Skip to content
GuyKha edited this page Jul 28, 2016 · 49 revisions

General files that are created during processing

processing time is set to be up to 6 hours except for SnpCgh microarray which is limited to 1 hour of processing

note: the original uploaded file and the files inside it (in case of an archive) is deleted by process_input_files.php

  1. process_log.text - log file for the project processing.

  2. working.txt - generated at the start of processing contain the processing start timestamp, used to indicate front end that the installation still running.

  3. working_done.txt - when the installation is done the file working.txt changes name to working_done.txt

  4. condensed_log.txt - condensed process log contains process levels to be displayed in the UI during processing

  5. completed.txt - created when processing is done, contain the timestamp of when the processing was done.

  6. error.txt - will be created in case an error occurred during processing.

    can contain the following errors:

    • Error : FASTA file uploaded as input. Upload FASTQ, or ZIP or GZ archives.
    • Error : Archive contained a file with no extension and the file type could not be determined.\nUpload FASTQ, or ZIP or GZ archives containing a FASTQ file.
    • Error : File had no extension and the file type could not be determined.\nUpload FASTQ, or ZIP or GZ archives containing a FASTQ file.
    • Error : Unknown file type as input.\nUpload FASTQ, or ZIP or GZ archives containing a FASTQ file.
  7. zipTemp.txt - contain the output of the unzip of zip files uploaded

  8. gzTemp.txt - containt the output of the gzip (unpacking) of the files uploaded

Files created during Whole Genome NGS - Single end read (including intermediate files that my be deleted during the process)

  1. parent.txt - used to save the name of the directory of the project
  2. dataType.txt - contains number to describe the data type uploaded:
    • SnpCgh microarray - 1:0
  3. upload_size_1.txt - saves the size (in bytes) of the uploaded file
  4. datafiles.txt - contains the name of the datafiles to work on (if a Gareth's pileup format file was uploaded then the file will contain null1 and null2)

● Exercise 1: Reproduce the processing-files page starting with "processing time is" and going on through "installation still running.", changing "processing start timestamp" to "processing start time".
● Exercise 2: According to the processing-files page, what is the processing time limit for SnpCgh microarray data?
● Exercise 3: Pick up the processing-files page after its final line and keep writing it.
The rows have no connection to the processing-files page.

● Dataset entries:

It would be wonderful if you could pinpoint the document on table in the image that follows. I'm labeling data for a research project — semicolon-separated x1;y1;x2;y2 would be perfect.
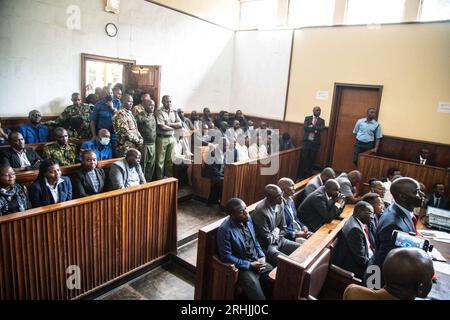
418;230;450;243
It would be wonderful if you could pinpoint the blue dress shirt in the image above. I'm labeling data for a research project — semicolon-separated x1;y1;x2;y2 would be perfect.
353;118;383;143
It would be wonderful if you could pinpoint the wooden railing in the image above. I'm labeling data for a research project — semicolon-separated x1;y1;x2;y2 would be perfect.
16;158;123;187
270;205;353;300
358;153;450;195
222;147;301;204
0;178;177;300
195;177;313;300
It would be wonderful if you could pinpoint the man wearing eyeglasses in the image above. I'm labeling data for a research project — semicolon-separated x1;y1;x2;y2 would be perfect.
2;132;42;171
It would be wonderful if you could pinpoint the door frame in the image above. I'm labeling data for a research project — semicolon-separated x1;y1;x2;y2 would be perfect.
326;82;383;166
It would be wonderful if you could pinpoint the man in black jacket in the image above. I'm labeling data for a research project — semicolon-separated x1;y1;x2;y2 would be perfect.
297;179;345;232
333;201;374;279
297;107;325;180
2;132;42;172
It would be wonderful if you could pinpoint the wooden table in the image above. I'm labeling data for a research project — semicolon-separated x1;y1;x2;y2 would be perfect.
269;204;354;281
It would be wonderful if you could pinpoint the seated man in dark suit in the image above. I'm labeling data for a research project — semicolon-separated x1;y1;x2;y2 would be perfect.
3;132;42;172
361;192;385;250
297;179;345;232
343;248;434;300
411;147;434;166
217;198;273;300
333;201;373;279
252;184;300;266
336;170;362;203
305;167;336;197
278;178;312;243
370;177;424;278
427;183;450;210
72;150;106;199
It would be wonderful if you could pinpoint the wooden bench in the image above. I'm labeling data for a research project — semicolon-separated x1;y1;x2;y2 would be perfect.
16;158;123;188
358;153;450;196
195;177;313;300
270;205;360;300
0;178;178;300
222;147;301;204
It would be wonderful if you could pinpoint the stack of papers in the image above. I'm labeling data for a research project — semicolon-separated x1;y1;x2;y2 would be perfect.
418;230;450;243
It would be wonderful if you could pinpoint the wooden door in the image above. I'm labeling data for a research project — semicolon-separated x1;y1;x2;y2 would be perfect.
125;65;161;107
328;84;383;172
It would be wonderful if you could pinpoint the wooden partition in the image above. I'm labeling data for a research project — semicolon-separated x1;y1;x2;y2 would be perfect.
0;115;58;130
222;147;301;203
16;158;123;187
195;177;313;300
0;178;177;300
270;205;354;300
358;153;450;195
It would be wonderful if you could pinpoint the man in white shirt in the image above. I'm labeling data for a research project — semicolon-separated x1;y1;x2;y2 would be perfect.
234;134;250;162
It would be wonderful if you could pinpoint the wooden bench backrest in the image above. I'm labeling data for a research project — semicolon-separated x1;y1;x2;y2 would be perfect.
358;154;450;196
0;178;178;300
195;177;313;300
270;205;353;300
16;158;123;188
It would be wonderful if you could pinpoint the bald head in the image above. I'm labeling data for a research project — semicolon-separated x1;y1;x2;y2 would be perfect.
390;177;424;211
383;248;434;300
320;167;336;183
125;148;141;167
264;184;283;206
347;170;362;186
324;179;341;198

* * *

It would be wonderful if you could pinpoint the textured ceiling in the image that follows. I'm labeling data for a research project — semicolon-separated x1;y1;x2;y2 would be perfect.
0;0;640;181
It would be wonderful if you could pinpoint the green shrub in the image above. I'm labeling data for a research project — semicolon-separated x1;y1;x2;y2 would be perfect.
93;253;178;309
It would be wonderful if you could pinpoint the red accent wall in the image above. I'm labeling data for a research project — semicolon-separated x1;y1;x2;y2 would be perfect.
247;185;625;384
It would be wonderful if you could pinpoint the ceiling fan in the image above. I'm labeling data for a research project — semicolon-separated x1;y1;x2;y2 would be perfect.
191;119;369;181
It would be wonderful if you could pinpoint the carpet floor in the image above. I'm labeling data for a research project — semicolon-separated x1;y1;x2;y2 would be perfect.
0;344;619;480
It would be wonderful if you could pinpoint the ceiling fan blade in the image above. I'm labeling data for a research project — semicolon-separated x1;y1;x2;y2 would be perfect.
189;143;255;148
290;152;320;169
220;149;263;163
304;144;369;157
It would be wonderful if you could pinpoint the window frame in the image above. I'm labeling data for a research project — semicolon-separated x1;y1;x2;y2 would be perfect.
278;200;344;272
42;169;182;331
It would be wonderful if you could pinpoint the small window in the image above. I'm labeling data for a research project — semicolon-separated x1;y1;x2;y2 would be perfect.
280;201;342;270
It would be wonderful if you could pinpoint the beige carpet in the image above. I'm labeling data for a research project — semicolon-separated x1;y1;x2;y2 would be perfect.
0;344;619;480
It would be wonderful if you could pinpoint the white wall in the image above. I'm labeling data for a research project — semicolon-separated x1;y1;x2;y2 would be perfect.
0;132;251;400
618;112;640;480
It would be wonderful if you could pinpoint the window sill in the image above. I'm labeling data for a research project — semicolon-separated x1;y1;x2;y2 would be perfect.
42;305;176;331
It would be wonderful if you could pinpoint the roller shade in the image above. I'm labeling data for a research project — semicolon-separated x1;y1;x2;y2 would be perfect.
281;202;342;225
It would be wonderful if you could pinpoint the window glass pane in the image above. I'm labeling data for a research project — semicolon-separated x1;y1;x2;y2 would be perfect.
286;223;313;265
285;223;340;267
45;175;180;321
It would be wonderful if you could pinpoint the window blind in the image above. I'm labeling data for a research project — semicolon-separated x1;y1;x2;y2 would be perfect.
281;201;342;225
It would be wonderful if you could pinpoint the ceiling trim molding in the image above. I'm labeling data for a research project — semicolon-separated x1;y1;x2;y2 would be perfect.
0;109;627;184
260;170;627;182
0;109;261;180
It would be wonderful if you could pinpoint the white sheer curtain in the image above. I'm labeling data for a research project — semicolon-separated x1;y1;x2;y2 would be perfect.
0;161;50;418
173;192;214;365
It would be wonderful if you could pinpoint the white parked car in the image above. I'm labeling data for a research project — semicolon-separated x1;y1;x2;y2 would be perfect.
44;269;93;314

==

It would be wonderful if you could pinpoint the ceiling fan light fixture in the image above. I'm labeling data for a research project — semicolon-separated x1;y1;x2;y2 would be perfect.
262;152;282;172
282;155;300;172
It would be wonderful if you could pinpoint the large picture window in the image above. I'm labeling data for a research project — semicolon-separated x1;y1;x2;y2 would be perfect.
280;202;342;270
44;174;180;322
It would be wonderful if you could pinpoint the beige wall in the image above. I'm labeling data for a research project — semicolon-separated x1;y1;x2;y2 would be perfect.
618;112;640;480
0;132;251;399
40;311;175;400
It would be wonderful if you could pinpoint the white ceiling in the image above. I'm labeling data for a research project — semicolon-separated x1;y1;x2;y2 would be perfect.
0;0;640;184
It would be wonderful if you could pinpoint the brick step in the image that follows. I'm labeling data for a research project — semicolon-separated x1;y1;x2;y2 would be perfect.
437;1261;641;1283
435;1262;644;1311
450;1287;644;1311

● Task answer 1:
processing time is set to be up to 6 hours except for SnpCgh microarray which is limited to 1 hour of processing

note: the original uploaded file and the files inside it (in case of an archive) is deleted by process_input_files.php

  1. process_log.text - log file for the project processing.

  2. working.txt - generated at the start of processing contain the processing start time, used to indicate front end that the installation still running.

● Task answer 2: It is limited to 1 hour of processing.

● Task answer 3:
  5. data.sam - the sam file created from the user input
    • If the user inserted bam file - it's created by scripts_seqModules/bam2sam.sh (the original bam file and the .bai file is deleted)
  6. data_r1.b.fastq, data_r2.b.fastq, data_r2.c.fastq - temp files created by scripts_seqModules/sam2fastq.sh when converting sam files to fastq (these files are deleted by scripts_seqModules/sam2fastq.sh)
  7. data_r1.fastq, data_r2.fastq - final files created by scripts_seqModules/sam2fastq.sh when converting sam file to paired-FASTQ files
  8. SNP_CNV_v1.txt - created by scripts_seqModules/Gareth2pileups.sh in order to convert the uploaded tab-delimited text data to pileup formats used in the pipeline, during the processing the file temp_dir/temp.SNP_CNV_v1.txt is created and deleted
  9. putative_SNPs_v4.txt - created by scripts_seqModules/Gareth2pileups.sh in order to convert the uploaded tab-delimited text data to pileup formats used in the pipeline, during the processing the file temp_dir/temp.putative_SNPs_v4.txt is created and deleted

Files created during Whole Genome NGS - Paired end read (including intermediate files that my be deleted during the process)

In addition to the files that are created in single end read:

  1. upload_size_2.txt - saves the size of the second uploaded file (in bytes)